*Task directions:*
Starting at the line with "One keypoint belongs to every instance. Tag the mountain in" in it, reproduce each line below through the last one, exactly, and include nothing else.
===== Records supplied =====
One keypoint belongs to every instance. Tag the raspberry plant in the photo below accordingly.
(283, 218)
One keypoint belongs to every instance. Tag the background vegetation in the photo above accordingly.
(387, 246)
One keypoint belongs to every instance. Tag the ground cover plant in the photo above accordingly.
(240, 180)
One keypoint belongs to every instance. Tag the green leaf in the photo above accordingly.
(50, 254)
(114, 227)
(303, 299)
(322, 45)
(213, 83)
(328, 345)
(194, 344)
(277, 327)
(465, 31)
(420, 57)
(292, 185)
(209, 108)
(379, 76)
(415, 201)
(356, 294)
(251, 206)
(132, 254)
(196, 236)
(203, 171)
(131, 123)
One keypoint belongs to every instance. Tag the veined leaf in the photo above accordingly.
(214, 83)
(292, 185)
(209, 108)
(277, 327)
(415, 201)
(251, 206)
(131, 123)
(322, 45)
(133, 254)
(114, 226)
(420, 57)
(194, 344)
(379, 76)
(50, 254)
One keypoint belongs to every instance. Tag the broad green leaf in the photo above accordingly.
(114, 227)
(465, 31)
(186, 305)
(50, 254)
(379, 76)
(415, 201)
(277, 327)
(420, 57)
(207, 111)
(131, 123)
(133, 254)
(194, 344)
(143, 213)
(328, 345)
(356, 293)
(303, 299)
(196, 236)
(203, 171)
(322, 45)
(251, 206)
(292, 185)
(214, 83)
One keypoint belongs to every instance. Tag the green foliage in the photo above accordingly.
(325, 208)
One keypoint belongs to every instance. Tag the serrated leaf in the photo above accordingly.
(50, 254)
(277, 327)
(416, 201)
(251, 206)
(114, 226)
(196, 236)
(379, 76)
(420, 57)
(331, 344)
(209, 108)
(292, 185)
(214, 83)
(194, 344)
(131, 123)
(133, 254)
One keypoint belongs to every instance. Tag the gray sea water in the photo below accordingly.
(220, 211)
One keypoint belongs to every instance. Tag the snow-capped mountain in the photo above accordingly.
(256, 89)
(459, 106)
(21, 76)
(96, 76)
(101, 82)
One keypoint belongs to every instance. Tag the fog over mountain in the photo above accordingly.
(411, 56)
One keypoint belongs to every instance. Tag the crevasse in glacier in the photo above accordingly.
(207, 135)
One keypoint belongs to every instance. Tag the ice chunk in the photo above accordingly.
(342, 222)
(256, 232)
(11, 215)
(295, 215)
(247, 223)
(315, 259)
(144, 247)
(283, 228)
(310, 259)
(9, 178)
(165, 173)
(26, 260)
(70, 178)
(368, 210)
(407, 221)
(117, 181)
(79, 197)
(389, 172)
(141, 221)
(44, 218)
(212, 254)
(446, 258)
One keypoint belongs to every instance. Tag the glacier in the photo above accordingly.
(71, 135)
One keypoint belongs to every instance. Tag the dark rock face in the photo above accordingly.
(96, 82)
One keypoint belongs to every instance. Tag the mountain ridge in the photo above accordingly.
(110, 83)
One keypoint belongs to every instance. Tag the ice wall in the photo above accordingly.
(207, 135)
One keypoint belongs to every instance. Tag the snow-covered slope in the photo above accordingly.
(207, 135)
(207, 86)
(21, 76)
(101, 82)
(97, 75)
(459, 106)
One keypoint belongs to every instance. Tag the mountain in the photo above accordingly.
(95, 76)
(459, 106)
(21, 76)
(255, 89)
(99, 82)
=====
*Written solution:*
One keypoint belongs to every instance. Tag the mountain in the photo above accordingly.
(95, 76)
(459, 106)
(21, 76)
(255, 89)
(99, 82)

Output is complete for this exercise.